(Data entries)
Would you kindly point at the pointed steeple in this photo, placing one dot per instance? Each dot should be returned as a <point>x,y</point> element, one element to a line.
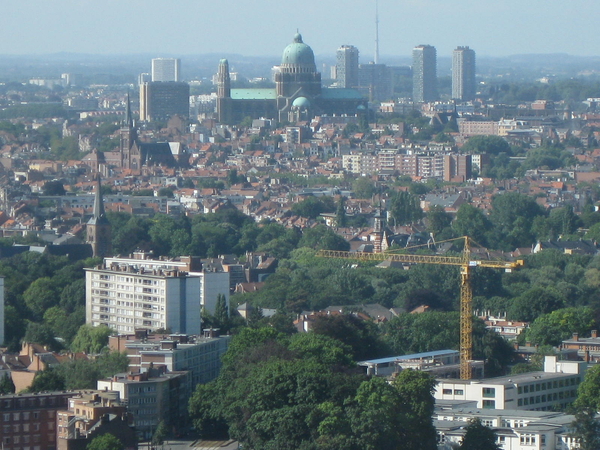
<point>128,116</point>
<point>99,214</point>
<point>98,228</point>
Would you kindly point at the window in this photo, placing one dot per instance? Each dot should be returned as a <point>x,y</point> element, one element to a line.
<point>489,392</point>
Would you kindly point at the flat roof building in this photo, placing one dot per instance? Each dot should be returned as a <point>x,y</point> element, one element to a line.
<point>554,388</point>
<point>143,293</point>
<point>166,69</point>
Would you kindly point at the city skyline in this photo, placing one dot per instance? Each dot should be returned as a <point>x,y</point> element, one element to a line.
<point>495,29</point>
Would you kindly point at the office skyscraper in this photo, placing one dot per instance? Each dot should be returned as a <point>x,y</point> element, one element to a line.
<point>424,74</point>
<point>160,101</point>
<point>166,69</point>
<point>463,74</point>
<point>347,66</point>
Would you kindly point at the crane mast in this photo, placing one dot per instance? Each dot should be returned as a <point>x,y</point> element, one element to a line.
<point>465,262</point>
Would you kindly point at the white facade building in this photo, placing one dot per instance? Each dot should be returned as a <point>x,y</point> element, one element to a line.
<point>166,69</point>
<point>515,429</point>
<point>555,387</point>
<point>141,293</point>
<point>2,310</point>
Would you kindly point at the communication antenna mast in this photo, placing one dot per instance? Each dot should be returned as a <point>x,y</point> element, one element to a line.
<point>376,59</point>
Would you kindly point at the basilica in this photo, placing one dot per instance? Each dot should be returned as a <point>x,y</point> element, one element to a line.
<point>298,94</point>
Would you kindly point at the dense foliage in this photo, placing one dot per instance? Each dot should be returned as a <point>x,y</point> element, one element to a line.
<point>303,391</point>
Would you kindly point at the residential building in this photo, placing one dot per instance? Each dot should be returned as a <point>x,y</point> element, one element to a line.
<point>478,127</point>
<point>548,390</point>
<point>463,74</point>
<point>166,69</point>
<point>375,81</point>
<point>200,355</point>
<point>91,414</point>
<point>424,74</point>
<point>440,363</point>
<point>347,66</point>
<point>457,168</point>
<point>587,349</point>
<point>515,429</point>
<point>1,310</point>
<point>152,397</point>
<point>162,100</point>
<point>29,420</point>
<point>139,292</point>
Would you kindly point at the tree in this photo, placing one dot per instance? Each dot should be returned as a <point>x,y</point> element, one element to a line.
<point>340,218</point>
<point>512,216</point>
<point>405,208</point>
<point>470,221</point>
<point>6,385</point>
<point>91,339</point>
<point>221,316</point>
<point>479,437</point>
<point>416,391</point>
<point>105,442</point>
<point>553,328</point>
<point>363,187</point>
<point>42,334</point>
<point>437,220</point>
<point>40,296</point>
<point>534,302</point>
<point>357,334</point>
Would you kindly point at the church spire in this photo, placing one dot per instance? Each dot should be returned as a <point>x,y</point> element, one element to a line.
<point>128,116</point>
<point>99,213</point>
<point>98,228</point>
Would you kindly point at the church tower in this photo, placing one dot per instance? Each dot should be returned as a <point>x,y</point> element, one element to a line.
<point>98,228</point>
<point>224,106</point>
<point>129,152</point>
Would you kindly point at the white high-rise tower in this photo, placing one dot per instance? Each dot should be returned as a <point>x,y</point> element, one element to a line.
<point>166,69</point>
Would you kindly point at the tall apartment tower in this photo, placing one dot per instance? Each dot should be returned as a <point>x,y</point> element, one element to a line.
<point>424,74</point>
<point>347,66</point>
<point>166,69</point>
<point>463,74</point>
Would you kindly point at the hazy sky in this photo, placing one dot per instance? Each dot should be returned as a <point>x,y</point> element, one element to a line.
<point>264,27</point>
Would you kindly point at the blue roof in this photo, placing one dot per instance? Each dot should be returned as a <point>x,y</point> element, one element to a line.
<point>390,359</point>
<point>254,94</point>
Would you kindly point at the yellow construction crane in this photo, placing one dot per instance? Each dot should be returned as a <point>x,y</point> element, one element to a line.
<point>465,262</point>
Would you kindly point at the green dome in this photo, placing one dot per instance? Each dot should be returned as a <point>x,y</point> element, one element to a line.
<point>301,103</point>
<point>298,53</point>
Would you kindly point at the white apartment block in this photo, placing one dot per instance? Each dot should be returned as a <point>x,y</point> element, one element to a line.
<point>555,387</point>
<point>515,429</point>
<point>142,293</point>
<point>477,127</point>
<point>414,165</point>
<point>2,310</point>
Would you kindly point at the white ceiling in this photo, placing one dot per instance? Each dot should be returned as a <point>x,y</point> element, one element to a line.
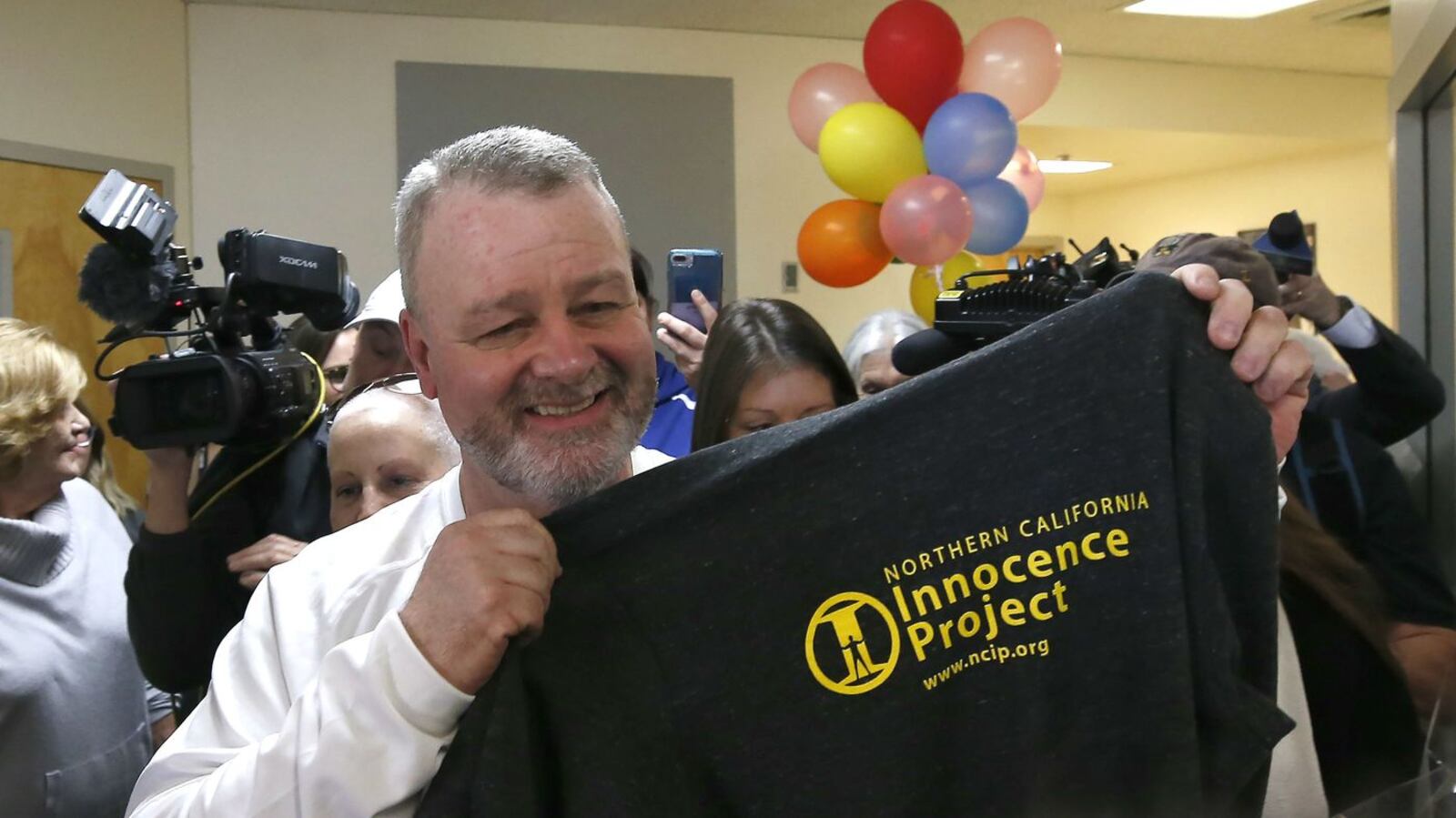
<point>1145,156</point>
<point>1307,38</point>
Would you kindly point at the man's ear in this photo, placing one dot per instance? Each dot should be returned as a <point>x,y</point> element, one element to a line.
<point>419,349</point>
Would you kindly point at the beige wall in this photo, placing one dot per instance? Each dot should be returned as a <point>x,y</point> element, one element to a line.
<point>1407,21</point>
<point>1347,196</point>
<point>293,121</point>
<point>99,77</point>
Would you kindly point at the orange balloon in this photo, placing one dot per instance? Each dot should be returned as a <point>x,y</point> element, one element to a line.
<point>841,245</point>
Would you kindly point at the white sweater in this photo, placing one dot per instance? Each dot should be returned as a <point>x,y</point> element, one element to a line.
<point>320,703</point>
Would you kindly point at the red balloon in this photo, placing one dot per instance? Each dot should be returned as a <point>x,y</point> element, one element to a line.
<point>841,245</point>
<point>914,58</point>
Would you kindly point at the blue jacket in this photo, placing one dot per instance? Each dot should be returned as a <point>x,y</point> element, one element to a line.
<point>672,427</point>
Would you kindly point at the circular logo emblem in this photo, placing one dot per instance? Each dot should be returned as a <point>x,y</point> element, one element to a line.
<point>858,631</point>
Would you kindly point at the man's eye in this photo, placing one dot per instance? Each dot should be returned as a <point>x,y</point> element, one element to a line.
<point>601,308</point>
<point>506,329</point>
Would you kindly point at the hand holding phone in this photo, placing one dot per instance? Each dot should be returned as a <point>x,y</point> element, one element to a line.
<point>695,290</point>
<point>693,269</point>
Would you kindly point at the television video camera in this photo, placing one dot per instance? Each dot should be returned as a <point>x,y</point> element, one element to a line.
<point>218,388</point>
<point>975,313</point>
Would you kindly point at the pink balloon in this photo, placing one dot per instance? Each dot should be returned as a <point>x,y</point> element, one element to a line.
<point>1016,60</point>
<point>820,92</point>
<point>926,220</point>
<point>1026,175</point>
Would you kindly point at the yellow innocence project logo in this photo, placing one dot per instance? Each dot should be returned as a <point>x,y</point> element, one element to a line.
<point>865,667</point>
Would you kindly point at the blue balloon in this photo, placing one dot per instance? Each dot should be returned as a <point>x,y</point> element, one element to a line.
<point>970,138</point>
<point>1001,217</point>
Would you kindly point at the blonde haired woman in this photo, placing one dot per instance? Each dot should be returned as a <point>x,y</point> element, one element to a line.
<point>76,718</point>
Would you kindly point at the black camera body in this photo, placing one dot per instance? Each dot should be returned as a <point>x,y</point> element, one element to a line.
<point>237,381</point>
<point>987,312</point>
<point>973,313</point>
<point>194,398</point>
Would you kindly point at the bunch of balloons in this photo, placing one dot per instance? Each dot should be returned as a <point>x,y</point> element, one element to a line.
<point>925,141</point>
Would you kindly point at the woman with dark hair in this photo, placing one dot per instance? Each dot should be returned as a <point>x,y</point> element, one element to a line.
<point>766,363</point>
<point>1360,715</point>
<point>332,349</point>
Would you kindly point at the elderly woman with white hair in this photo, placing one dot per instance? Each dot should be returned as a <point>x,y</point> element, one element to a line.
<point>868,349</point>
<point>386,443</point>
<point>77,722</point>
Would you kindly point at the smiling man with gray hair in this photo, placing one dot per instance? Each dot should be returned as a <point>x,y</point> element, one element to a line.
<point>341,689</point>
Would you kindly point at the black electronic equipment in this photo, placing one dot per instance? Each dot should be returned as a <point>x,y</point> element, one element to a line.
<point>235,381</point>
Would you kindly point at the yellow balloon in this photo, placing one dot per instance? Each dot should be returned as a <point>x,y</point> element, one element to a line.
<point>868,148</point>
<point>929,281</point>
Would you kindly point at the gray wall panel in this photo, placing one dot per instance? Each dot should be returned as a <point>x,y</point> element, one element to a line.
<point>664,141</point>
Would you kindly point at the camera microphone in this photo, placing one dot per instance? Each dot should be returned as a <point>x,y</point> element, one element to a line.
<point>928,349</point>
<point>124,290</point>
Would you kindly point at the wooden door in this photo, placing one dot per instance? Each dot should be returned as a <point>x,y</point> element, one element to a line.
<point>48,243</point>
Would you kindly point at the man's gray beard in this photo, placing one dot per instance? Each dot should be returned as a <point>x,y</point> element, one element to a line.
<point>575,465</point>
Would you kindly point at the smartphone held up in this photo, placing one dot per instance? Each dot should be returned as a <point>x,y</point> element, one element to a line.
<point>691,269</point>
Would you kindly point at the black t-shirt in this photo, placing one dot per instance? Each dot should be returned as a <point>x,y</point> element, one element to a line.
<point>1040,581</point>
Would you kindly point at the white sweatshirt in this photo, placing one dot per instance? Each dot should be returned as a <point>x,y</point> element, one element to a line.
<point>320,702</point>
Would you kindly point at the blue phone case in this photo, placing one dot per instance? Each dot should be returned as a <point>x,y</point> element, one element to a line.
<point>691,269</point>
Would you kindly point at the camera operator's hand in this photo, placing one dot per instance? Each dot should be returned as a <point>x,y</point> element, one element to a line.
<point>254,562</point>
<point>684,339</point>
<point>1308,296</point>
<point>1278,369</point>
<point>167,478</point>
<point>487,578</point>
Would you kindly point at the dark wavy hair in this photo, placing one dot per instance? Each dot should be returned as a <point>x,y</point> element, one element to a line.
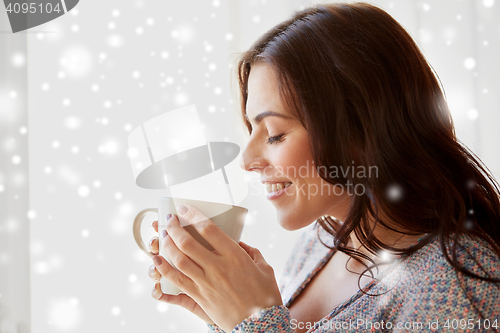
<point>366,95</point>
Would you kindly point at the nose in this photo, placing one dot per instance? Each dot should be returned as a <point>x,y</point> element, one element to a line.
<point>251,157</point>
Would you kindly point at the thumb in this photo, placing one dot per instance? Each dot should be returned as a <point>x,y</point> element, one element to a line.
<point>255,254</point>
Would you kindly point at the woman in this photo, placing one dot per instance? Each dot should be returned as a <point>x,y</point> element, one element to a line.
<point>407,232</point>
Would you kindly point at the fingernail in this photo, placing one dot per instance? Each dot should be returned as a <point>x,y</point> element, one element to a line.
<point>155,293</point>
<point>182,209</point>
<point>157,261</point>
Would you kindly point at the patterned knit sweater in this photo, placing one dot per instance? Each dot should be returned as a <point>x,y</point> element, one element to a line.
<point>420,293</point>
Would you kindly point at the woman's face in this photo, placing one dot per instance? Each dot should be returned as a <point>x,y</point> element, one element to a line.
<point>279,151</point>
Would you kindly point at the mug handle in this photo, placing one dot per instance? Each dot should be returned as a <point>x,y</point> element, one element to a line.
<point>137,229</point>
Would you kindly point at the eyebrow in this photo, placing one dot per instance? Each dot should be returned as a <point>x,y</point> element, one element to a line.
<point>258,118</point>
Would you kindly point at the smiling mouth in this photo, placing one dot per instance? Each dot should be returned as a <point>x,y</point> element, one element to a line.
<point>271,188</point>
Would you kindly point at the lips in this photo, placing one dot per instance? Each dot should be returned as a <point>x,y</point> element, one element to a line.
<point>273,187</point>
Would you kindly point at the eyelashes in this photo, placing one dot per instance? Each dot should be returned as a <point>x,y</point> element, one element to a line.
<point>275,139</point>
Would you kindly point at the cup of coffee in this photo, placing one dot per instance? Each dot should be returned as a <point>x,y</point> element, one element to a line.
<point>227,217</point>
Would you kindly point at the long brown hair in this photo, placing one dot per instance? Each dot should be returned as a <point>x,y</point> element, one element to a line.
<point>366,95</point>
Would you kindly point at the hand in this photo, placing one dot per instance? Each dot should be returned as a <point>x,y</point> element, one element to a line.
<point>230,283</point>
<point>182,299</point>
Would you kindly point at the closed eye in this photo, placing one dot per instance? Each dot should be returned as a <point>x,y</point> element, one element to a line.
<point>275,139</point>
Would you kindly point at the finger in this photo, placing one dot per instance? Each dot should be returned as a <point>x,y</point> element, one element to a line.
<point>187,303</point>
<point>221,242</point>
<point>186,243</point>
<point>153,245</point>
<point>256,256</point>
<point>182,300</point>
<point>181,261</point>
<point>153,273</point>
<point>176,277</point>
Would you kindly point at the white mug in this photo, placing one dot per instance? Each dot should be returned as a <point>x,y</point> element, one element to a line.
<point>227,217</point>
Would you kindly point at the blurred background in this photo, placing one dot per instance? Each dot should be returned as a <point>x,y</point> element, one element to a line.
<point>71,91</point>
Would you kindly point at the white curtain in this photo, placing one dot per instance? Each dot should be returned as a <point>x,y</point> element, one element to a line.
<point>69,98</point>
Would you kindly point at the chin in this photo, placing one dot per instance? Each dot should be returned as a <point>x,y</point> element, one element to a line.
<point>291,223</point>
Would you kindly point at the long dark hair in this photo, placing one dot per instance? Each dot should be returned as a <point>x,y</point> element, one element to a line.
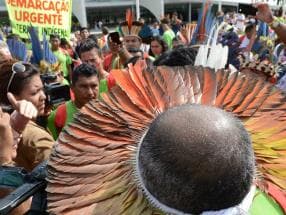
<point>162,43</point>
<point>19,81</point>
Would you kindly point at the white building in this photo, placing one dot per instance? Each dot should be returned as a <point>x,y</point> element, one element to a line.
<point>113,11</point>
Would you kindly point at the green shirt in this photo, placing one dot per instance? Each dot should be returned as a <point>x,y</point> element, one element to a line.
<point>264,204</point>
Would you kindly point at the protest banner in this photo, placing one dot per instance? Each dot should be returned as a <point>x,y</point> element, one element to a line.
<point>49,16</point>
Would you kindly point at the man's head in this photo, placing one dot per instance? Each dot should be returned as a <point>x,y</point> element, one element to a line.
<point>250,30</point>
<point>84,84</point>
<point>55,41</point>
<point>131,41</point>
<point>195,158</point>
<point>90,53</point>
<point>84,33</point>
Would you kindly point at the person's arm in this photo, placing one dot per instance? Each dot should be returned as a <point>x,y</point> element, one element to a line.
<point>265,15</point>
<point>12,127</point>
<point>6,139</point>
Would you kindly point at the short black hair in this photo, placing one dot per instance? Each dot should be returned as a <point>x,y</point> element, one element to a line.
<point>88,45</point>
<point>162,43</point>
<point>83,70</point>
<point>196,158</point>
<point>182,56</point>
<point>249,27</point>
<point>83,28</point>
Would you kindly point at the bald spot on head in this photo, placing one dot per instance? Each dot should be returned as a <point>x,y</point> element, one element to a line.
<point>196,158</point>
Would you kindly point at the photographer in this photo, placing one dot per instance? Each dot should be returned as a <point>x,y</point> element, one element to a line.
<point>24,82</point>
<point>265,15</point>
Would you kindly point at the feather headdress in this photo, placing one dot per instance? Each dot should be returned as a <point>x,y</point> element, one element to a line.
<point>90,170</point>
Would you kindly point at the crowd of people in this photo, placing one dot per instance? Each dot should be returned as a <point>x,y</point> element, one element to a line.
<point>84,63</point>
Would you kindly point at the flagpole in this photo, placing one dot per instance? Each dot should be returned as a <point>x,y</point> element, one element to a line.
<point>137,9</point>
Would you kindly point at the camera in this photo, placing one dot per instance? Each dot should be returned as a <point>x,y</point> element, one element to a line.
<point>56,92</point>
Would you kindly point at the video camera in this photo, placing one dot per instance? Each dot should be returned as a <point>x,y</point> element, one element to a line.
<point>56,92</point>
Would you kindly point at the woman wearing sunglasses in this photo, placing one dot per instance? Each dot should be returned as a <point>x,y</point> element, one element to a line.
<point>24,82</point>
<point>158,46</point>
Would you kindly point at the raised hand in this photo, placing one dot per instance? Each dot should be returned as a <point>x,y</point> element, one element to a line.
<point>23,107</point>
<point>264,12</point>
<point>24,112</point>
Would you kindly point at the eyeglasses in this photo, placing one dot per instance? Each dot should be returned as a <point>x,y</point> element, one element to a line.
<point>16,68</point>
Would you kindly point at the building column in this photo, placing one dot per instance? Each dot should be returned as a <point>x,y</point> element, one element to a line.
<point>79,10</point>
<point>190,12</point>
<point>155,7</point>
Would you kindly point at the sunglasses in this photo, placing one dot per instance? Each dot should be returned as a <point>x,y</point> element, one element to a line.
<point>16,68</point>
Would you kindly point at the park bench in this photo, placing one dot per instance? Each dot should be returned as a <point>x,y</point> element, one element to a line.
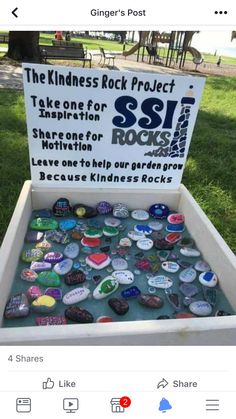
<point>65,53</point>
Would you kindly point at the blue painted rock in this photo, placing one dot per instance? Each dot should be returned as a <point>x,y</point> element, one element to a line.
<point>119,305</point>
<point>151,301</point>
<point>76,295</point>
<point>32,255</point>
<point>17,306</point>
<point>62,268</point>
<point>159,211</point>
<point>201,308</point>
<point>103,207</point>
<point>106,287</point>
<point>71,251</point>
<point>208,279</point>
<point>61,208</point>
<point>49,279</point>
<point>131,292</point>
<point>78,315</point>
<point>53,257</point>
<point>44,304</point>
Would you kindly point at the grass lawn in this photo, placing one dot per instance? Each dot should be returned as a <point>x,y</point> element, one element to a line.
<point>210,170</point>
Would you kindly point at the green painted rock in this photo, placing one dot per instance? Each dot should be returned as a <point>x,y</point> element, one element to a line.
<point>49,279</point>
<point>44,224</point>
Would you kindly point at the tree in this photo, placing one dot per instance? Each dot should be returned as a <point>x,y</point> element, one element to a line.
<point>24,46</point>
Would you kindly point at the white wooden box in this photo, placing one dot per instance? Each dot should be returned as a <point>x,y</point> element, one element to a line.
<point>195,331</point>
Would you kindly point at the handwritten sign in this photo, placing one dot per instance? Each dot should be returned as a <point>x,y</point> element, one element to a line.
<point>96,128</point>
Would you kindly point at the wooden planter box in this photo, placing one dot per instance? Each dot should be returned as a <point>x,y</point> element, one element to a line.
<point>195,331</point>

**What this task involves**
Please make your reply exactly the lines from the one containing "Would you kindly point at the wooden planter" through the end of the entries above, and nothing more.

**Result for this exercise**
Would you kindly point at the wooden planter box in this photo, placing one dot per instance? Each dot should be returned as a <point>x,y</point> element, one element to a line.
<point>195,331</point>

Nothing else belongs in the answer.